[[ PROVIDED RECORDS open ]]

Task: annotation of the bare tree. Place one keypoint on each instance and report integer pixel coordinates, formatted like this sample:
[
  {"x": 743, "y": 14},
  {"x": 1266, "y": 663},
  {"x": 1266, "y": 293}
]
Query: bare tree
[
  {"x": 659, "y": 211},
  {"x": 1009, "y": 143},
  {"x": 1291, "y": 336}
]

[[ PROVIDED RECORDS closed ]]

# [ACTIVITY]
Once you have read the records, output each one exactly as written.

# [RESULT OF THE TASK]
Task: annotation of the bare tree. Place one keypoint on each instance and report integer pixel coordinates, formatted like this sample:
[
  {"x": 743, "y": 14},
  {"x": 1266, "y": 663},
  {"x": 1266, "y": 293}
]
Query: bare tree
[
  {"x": 659, "y": 211},
  {"x": 1009, "y": 143},
  {"x": 1291, "y": 336}
]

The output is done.